- _Prompt_:
Collect each line in the records below that contains the string "Task". Copy those lines in full.

- _Records for the exercise_:
## BEGIN

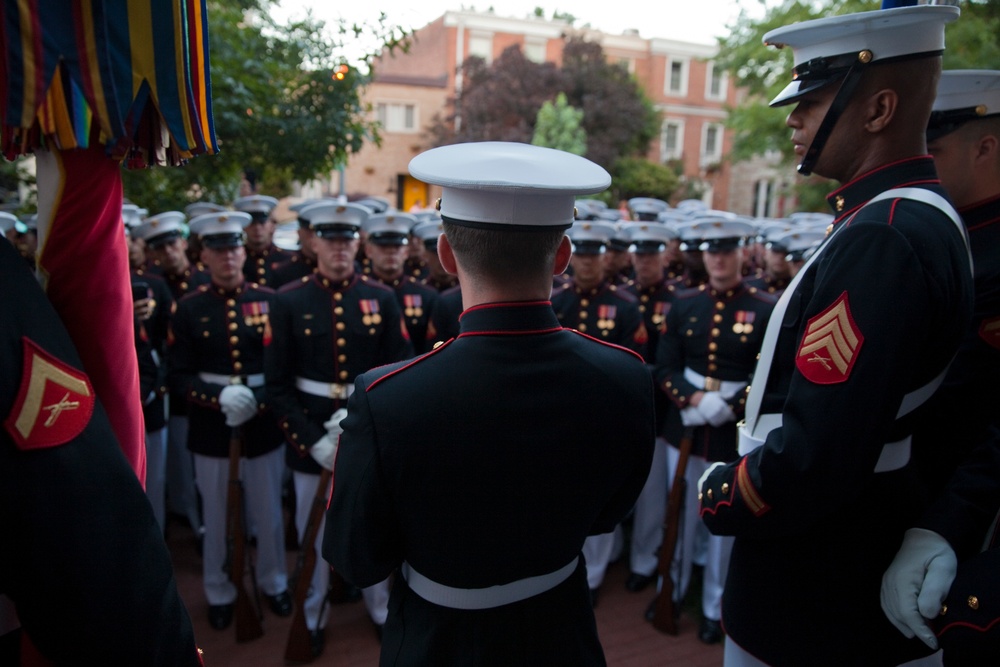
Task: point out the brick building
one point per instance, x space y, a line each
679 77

## END
## BEGIN

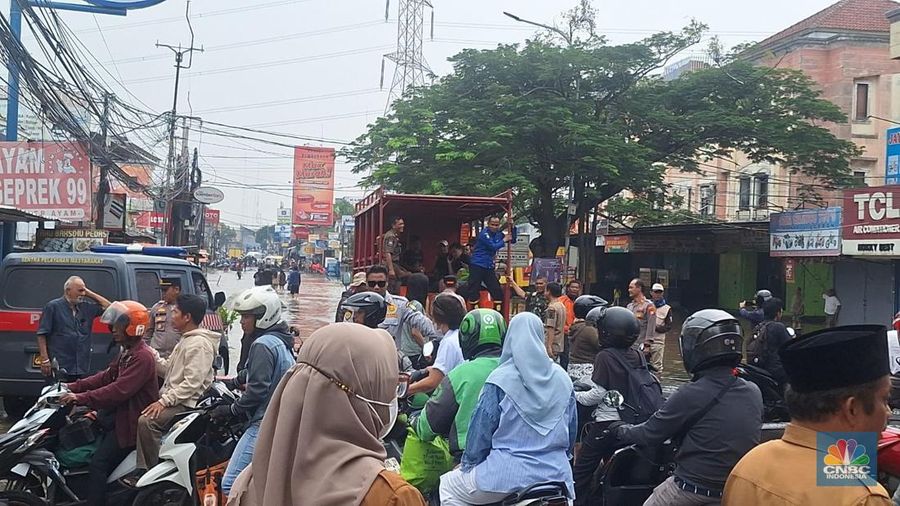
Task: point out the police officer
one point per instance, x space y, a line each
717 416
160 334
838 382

## END

- _Written solution_:
Task: point out the brick building
Task: point out the police officer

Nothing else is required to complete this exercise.